Article ::
******************************

# ARC and Residence Permit



## Tanager (Mar 14, 2009)

Hi everybody,

I'm new to the Cyprus forum and in the past days I read many threads about Cyprus here. Thanks for collecting all this information.

However I'm a bit confused about the ARC and Residence permit.

I checked different sites and I found this:

_Nationals from member states have the right to enter Cyprus by simply showing a valid EU passport or ID Card without having to register upon arrival. 

If there is an intention to stay and take up employment one has to:
Apply within 8 days for an Alien Registration Certificate (ARC) at the local Immigration Branch of the Police (issued automatically for monitoring purposes). A fee of £20 is paid for the issue of such certificate.
Apply for a social insurance number upon securing employment in Cyprus
Apply for a residence permit in case one intends to stay longer than 3 months and take up employment in Cyprus. This application must be submitted before the expiration of this 3-month period to the Civil Registration and Migration Dept. through the local Immigration Branch of the Police and the residence permit or document is issued within six months from the date of application and the submission of the required documents by the applicant (please note that a fine is imposed in case of non-compliance)._

It doesn't really matter whether you are from the EU or not; you still have to apply for ARC and residence permit, am I correct?


----------



## Veronica (Apr 5, 2008)

Tanager said:


> Hi everybody,
> 
> I'm new to the Cyprus forum and in the past days I read many threads about Cyprus here. Thanks for collecting all this information.
> 
> ...


Yes you still have to have the residence permit and alien card no matter where you are from.
However if you are from an EU country there is no problem getting them and unlike non Eu citizens you don't have to have a visa which runs out and has to be renewed every year.

******************************

Detection annotation records
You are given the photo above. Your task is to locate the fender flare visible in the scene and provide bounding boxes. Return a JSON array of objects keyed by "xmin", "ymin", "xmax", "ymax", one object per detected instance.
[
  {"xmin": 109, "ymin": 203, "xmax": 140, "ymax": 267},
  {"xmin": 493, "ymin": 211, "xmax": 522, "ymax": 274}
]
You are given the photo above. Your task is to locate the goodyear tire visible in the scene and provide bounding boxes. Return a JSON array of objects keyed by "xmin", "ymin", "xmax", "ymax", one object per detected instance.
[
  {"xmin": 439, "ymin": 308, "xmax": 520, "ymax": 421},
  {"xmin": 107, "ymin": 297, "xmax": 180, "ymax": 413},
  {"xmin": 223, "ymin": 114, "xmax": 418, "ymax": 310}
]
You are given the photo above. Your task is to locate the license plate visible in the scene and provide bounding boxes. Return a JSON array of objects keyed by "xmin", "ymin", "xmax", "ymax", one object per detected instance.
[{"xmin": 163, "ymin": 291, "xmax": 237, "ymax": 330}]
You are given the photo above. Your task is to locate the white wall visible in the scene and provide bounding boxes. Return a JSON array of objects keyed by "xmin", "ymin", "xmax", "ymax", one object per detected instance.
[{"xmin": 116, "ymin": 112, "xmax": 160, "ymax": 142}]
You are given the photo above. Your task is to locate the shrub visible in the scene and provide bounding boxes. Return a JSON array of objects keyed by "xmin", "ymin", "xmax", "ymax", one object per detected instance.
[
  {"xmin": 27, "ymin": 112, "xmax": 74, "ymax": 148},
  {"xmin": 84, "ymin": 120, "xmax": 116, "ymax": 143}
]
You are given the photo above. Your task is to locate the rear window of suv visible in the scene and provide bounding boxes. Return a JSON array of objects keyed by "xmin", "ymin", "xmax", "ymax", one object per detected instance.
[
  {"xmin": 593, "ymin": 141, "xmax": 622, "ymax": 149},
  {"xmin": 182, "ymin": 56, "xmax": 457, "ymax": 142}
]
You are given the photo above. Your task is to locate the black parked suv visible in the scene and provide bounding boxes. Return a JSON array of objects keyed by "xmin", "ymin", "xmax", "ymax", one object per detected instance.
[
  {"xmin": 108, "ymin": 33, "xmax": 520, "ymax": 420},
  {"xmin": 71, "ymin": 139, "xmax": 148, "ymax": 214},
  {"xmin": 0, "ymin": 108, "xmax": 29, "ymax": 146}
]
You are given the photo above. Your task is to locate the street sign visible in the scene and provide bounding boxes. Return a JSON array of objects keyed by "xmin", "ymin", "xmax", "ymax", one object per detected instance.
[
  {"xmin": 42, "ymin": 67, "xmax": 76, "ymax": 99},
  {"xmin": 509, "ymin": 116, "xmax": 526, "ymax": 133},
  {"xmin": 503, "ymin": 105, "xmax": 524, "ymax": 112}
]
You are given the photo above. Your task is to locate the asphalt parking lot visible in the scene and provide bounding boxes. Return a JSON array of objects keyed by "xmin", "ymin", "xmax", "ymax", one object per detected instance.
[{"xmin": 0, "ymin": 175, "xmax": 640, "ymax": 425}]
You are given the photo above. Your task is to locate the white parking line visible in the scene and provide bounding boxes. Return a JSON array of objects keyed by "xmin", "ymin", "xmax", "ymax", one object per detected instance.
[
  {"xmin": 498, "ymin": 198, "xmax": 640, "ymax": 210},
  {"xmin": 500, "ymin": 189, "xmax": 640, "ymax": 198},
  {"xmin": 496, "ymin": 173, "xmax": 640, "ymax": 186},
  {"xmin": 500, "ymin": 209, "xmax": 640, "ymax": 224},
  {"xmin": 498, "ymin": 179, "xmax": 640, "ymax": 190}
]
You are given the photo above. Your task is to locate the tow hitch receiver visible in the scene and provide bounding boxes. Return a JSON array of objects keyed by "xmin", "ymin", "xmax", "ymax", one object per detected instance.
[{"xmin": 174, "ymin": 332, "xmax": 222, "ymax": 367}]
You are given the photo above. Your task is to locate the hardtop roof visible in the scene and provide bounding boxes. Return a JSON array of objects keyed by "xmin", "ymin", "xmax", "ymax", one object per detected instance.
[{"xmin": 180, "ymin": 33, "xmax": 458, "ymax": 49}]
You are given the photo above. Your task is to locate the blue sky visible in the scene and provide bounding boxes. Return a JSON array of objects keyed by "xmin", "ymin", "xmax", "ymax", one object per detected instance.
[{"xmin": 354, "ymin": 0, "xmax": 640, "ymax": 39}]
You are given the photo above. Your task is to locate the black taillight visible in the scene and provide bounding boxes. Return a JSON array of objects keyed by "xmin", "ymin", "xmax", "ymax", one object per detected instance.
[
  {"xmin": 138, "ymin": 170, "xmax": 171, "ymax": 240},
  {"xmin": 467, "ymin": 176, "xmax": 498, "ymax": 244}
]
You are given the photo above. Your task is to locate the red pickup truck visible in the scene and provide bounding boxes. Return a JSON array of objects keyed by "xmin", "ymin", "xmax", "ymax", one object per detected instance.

******************************

Stated goal 1 :: According to the forum thread, what fee is paid for the issue of an Alien Registration Certificate?
Stated goal 2 :: From the forum thread, quote the part that opens with the words containing "## Tanager (Mar" and closes with "and Residence permit.".

Task solution 1 :: A fee of £20.

Task solution 2 ::
## Tanager (Mar 14, 2009)

Hi everybody,

I'm new to the Cyprus forum and in the past days I read many threads about Cyprus here. Thanks for collecting all this information.

However I'm a bit confused about the ARC and Residence permit.